● WHAT TO DO:
Could you set down every entry exactly as it stands, without the images?

[DATA — start]

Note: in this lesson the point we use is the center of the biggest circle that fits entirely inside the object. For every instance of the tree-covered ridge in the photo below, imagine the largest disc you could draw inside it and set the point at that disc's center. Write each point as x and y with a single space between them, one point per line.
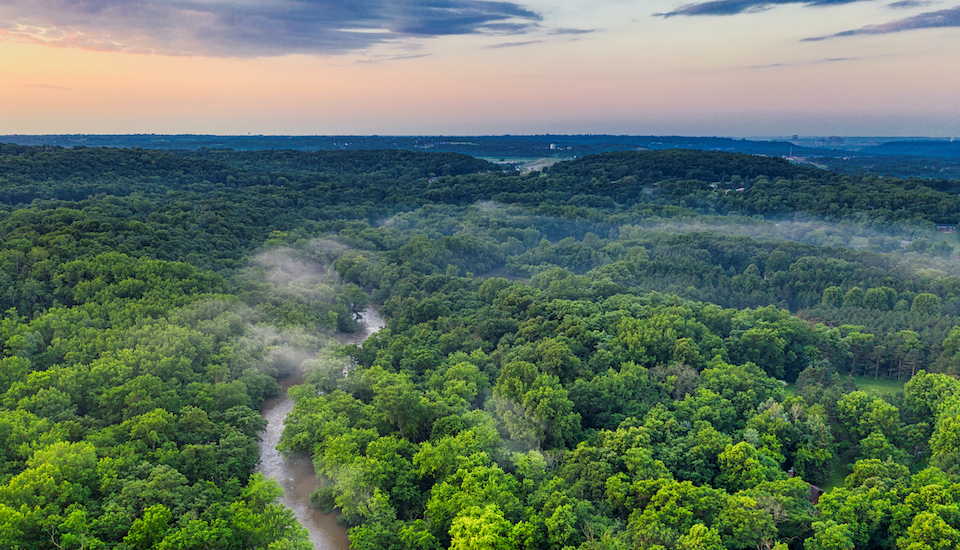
567 415
709 166
627 391
397 162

[DATA — finish]

● WRITTEN REPLY:
Note: in this lesson the point we use is the center of the biggest circle that fits entirely inside the object. For every instance of the tree-covered ridge in the photo below, imagine the largest disc you could draw inside it and set the point at that disc's center. Write each point as x and y with a single space between them, one point per line.
567 415
709 166
627 391
397 162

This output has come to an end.